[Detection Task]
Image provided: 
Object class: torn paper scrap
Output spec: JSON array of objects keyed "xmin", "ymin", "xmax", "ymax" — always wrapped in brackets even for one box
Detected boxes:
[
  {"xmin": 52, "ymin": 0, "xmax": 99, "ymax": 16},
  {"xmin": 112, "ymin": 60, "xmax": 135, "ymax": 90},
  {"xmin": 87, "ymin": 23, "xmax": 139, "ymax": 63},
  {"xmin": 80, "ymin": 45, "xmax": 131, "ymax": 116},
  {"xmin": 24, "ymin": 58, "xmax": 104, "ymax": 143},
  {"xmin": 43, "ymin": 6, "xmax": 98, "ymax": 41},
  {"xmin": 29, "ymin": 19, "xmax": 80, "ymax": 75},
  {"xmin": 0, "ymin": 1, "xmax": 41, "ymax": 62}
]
━━━━━━━━
Work to complete: Please print every line of the material above again, character for character, with nothing added or left out.

The reply:
[Detection Task]
Image provided: 
Object class: torn paper scrap
Output spec: JSON array of objects keyed "xmin", "ymin", "xmax", "ymax" — always wrapped in brackets even for one box
Detected boxes:
[
  {"xmin": 52, "ymin": 0, "xmax": 99, "ymax": 16},
  {"xmin": 112, "ymin": 60, "xmax": 135, "ymax": 90},
  {"xmin": 87, "ymin": 23, "xmax": 139, "ymax": 63},
  {"xmin": 80, "ymin": 45, "xmax": 131, "ymax": 116},
  {"xmin": 24, "ymin": 58, "xmax": 104, "ymax": 143},
  {"xmin": 43, "ymin": 6, "xmax": 98, "ymax": 41},
  {"xmin": 29, "ymin": 19, "xmax": 80, "ymax": 75},
  {"xmin": 0, "ymin": 1, "xmax": 41, "ymax": 62}
]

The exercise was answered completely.